PARTS OF THE EXERCISE
[A] Please decide whether each statement agrees with the UFO sightings project write-up below, answering yes or no and quoting the deciding words: (i) the dataset has 80,332 rows; (ii) the write-up explores three questions; (iii) the `duration (seconds)` column is parsed as a character column.
[B] List every package the UFO sightings project write-up shows as attached with tidyverse, along with its version number.

___ SELECTED TEXT ___

Data101Project2

Context

This dataset contains over 80,000 reports of UFO sightings over the last century.

Content

This dataset includes 80,332 rows and 11 columns. The columns represent the date/time of the sighting, the location (city, state and country) of the sighting, the shape of the object, the duration (in hours/minutes/seconds) of the sighting, comments describing the sighting, the date posted, and the latitude and longitude of the sighting. The reports date back to the 20th century, some older data might be obscured.

The reports come from the National UFO Reporting Center’s (NUFORC’s) website. Further information on NUFORC and up-to-date datasets are available here: http://www.nuforc.org/.

Questions

We decided to look at the data and formulate our own questions, many of which coincide with what the compilers laid out. I will be exploring two questions: 1) Do certain shapes tend to have a longer/shorter duration? and 2) Do certain months tend to have a longer/shorter duration?

Acknowledgement

This dataset was scraped, geolocated, and time standardized from NUFORC data by Sigmond Axel https://github.com/planetsig/ufo-reports. We accessed it from kaggle https://www.kaggle.com/NUFORC/ufo-sightings?select=scrubbed.csv.

# load tidyverse to read in data

library("tidyverse")

## ── Attaching packages ─────────────────────────────── tidyverse 1.3.0 ──

## ✓ ggplot2 3.3.2     ✓ purrr   0.3.4
## ✓ tibble  3.0.3     ✓ dplyr   1.0.1
## ✓ tidyr   1.1.1     ✓ stringr 1.4.0
## ✓ readr   1.3.1     ✓ forcats 0.5.0

## ── Conflicts ────────────────────────────────── tidyverse_conflicts() ──
## x dplyr::filter() masks stats::filter()
## x dplyr::lag()    masks stats::lag()

ufo_sightings <- read_csv("scrubbed.csv")

## Parsed with column specification:
## cols(
##   datetime = col_character(),
##   city = col_character(),
##   state = col_character(),
##   country = col_character(),
##   shape = col_character(),
##   `duration (seconds)` = col_double(),
##   `duration (hours/min)` = col_character(),
##   comments = col_character(),
##   `date posted` = col_character(),
##   latitude = col_double(),
##   longitude = col_double()
## )

## Warning: 4 parsing failures.

___ RECORD EXTRACTS ___

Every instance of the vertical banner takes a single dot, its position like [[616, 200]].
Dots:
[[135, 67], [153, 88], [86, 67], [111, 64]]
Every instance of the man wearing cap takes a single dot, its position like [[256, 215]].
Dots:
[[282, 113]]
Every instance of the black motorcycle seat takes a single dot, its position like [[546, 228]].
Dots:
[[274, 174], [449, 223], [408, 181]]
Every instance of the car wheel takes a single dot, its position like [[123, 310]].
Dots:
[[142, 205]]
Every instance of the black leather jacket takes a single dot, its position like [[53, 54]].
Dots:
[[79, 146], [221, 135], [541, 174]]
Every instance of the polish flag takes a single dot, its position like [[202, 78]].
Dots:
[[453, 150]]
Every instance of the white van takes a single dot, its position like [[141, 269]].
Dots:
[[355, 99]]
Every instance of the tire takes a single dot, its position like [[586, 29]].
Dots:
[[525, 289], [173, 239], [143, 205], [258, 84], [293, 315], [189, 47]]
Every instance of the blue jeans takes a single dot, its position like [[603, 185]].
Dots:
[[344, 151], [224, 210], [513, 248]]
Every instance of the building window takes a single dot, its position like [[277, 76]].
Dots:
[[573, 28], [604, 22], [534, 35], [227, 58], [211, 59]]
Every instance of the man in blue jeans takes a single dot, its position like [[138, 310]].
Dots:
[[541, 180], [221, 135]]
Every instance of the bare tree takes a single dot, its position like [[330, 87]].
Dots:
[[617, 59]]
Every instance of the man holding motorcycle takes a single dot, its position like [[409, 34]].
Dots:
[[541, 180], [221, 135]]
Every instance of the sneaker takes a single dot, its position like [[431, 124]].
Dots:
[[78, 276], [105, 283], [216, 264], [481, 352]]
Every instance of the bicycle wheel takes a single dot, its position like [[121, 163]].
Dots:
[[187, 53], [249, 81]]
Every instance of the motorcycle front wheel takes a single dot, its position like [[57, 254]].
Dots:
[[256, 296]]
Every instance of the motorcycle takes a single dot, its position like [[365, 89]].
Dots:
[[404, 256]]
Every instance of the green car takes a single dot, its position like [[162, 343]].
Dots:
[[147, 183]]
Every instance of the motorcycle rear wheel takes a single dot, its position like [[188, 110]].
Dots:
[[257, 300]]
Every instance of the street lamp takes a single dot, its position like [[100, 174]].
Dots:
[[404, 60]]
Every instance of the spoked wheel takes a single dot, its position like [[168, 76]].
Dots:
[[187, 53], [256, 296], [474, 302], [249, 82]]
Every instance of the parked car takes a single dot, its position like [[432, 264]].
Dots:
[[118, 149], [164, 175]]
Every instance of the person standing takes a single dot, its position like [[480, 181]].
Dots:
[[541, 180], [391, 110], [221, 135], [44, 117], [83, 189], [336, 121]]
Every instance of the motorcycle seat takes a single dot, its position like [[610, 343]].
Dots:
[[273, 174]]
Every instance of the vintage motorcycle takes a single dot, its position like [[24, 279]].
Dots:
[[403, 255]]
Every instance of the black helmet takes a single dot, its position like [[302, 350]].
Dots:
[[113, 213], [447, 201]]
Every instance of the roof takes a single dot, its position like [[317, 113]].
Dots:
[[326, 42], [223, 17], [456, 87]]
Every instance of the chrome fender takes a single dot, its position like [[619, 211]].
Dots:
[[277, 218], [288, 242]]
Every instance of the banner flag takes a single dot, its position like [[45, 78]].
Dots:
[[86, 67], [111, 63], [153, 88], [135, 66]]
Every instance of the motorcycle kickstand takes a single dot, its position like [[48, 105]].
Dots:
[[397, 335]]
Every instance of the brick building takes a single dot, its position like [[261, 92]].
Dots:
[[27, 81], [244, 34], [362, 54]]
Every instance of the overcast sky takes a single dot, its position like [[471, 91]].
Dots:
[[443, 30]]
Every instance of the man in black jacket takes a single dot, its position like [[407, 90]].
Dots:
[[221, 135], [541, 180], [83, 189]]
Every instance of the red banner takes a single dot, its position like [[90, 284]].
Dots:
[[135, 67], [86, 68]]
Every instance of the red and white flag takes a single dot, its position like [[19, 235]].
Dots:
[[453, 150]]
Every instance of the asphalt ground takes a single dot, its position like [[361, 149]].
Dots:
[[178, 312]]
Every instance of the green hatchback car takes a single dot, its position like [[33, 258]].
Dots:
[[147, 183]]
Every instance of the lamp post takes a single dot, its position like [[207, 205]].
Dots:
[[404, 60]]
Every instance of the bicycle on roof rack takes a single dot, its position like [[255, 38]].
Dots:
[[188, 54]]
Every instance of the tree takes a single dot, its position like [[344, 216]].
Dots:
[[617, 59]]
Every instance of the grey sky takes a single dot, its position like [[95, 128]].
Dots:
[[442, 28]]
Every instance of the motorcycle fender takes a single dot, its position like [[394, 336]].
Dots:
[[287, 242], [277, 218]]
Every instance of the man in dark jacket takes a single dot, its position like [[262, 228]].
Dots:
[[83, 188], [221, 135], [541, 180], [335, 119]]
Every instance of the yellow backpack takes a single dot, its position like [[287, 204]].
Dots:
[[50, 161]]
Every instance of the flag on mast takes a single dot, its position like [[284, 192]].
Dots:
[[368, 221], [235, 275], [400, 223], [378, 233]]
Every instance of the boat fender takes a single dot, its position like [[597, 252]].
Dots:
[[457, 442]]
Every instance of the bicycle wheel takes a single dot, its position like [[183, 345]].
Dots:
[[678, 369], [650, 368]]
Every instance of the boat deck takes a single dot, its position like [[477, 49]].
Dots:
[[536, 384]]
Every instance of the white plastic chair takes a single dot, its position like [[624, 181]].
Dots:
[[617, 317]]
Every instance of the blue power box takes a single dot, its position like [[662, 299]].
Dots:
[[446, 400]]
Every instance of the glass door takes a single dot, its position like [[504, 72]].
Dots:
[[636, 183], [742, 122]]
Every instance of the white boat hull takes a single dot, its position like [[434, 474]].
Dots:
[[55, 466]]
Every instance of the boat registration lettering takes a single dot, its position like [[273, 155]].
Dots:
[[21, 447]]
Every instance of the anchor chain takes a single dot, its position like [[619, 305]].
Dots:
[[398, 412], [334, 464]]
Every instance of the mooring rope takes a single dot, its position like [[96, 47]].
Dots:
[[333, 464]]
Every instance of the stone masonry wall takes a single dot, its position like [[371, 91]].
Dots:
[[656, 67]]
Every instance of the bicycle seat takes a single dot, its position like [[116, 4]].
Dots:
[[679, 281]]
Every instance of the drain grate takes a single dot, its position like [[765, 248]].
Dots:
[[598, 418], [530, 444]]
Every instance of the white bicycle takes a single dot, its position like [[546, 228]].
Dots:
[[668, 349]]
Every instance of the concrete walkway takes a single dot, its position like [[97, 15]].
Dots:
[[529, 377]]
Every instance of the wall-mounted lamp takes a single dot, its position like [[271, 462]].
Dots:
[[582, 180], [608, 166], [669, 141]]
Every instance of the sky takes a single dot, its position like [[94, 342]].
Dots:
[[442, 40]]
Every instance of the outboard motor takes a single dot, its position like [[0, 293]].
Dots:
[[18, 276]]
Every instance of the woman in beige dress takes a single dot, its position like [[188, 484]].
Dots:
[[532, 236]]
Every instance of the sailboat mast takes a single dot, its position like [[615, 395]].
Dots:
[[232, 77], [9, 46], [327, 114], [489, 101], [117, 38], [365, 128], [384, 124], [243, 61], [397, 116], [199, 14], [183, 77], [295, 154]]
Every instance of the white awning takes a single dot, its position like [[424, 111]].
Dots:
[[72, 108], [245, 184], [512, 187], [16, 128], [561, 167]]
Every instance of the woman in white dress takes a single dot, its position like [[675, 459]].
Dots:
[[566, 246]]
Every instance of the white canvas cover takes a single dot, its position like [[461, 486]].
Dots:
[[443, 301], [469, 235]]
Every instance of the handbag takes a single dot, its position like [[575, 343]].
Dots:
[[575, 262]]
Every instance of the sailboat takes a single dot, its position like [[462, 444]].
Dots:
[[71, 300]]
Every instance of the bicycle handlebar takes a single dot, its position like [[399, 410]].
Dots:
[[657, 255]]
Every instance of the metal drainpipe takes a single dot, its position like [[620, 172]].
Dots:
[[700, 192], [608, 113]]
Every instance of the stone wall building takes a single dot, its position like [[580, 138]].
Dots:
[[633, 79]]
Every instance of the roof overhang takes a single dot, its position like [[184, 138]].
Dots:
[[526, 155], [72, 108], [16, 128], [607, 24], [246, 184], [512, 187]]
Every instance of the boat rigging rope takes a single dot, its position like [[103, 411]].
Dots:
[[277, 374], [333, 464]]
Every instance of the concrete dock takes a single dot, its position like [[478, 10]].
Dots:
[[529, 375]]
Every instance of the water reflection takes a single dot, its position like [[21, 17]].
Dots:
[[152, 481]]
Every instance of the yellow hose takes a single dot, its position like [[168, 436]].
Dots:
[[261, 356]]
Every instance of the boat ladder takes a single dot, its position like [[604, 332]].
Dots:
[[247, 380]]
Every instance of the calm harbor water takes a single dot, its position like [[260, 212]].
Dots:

___

SOLUTION LIST
[A]
(i) Yes: "This dataset includes 80,332 rows and 11 columns."
(ii) No: "I will be exploring two questions"
(iii) No: "`duration (seconds)` = col_double()"

[B]
ggplot2 3.3.2
purrr 0.3.4
tibble 3.0.3
dplyr 1.0.1
tidyr 1.1.1
stringr 1.4.0
readr 1.3.1
forcats 0.5.0